_Requisitos_
Retorne sem nenhuma alteração o trecho do material que começa na linha que contém "Locate every instance of the truck bed" e segue até o fim do material, com ambas as extremidades incluídas, e nada além disso.

· · · · · · ·

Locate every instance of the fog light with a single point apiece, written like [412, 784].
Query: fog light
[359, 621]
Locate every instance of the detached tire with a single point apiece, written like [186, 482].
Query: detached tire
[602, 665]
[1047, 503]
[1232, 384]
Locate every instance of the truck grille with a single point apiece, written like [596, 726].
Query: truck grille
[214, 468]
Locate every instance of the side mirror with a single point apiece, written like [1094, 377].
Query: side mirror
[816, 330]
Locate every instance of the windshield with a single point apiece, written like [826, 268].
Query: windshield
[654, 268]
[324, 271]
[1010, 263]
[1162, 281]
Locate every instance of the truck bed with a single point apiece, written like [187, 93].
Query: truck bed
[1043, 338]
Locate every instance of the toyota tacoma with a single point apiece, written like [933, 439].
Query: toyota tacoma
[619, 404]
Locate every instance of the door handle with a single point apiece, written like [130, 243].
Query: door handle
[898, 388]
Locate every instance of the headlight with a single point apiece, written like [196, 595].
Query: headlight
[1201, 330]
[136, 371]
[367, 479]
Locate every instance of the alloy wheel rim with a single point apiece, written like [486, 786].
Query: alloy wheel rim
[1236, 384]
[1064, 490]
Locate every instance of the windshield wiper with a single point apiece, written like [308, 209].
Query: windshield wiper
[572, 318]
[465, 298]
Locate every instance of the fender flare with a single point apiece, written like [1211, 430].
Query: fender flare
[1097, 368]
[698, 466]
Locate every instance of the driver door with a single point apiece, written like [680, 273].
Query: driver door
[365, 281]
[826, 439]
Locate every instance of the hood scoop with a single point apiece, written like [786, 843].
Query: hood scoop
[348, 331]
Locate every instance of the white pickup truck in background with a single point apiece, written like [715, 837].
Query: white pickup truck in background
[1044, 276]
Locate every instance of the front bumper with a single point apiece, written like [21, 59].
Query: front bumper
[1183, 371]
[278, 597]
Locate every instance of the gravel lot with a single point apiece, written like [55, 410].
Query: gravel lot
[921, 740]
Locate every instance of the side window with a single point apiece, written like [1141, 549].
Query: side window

· · · · · · ·

_Solução da tarefa_
Locate every instance of the truck bed with a single point apiece, written like [187, 93].
Query: truck bed
[1043, 338]
Locate every instance of the toyota tacoma with a single point apiece, written like [933, 439].
Query: toyota tacoma
[619, 404]
Locate every instance of the door handle with a single point apiece, written like [130, 243].
Query: door handle
[898, 388]
Locate every instance of the headlight with a single point apiece, written like [196, 595].
Query: headlight
[1201, 330]
[136, 371]
[367, 479]
Locate every instance of the alloy wheel rim with a single point apiece, written like [486, 786].
Query: alloy wheel rim
[1236, 384]
[1064, 490]
Locate every instance of the windshield wiper with a single point apiece, written like [308, 209].
Query: windshield wiper
[572, 318]
[465, 298]
Locate every instance of the fender flare with a single point apiece, written like [1211, 430].
Query: fender flare
[1097, 368]
[698, 466]
Locate every instance of the driver door with a single point apiece, written like [680, 273].
Query: driver door
[365, 281]
[826, 439]
Locate every instance of the hood scoop with a single point apiece, written like [786, 843].
Query: hood scoop
[348, 331]
Locate every instance of the white pickup truck in background with a single point apiece, written like [715, 837].
Query: white pickup truck in background
[1044, 276]
Locate every instance of the front bumper with a single point apiece, written like [21, 59].
Query: front bumper
[1183, 371]
[278, 597]
Locate every instance of the gravel lot with a single point apiece, written like [55, 410].
Query: gravel lot
[921, 740]
Locate every instance of the side window with a single point apiece, written like [1141, 549].
Query: side window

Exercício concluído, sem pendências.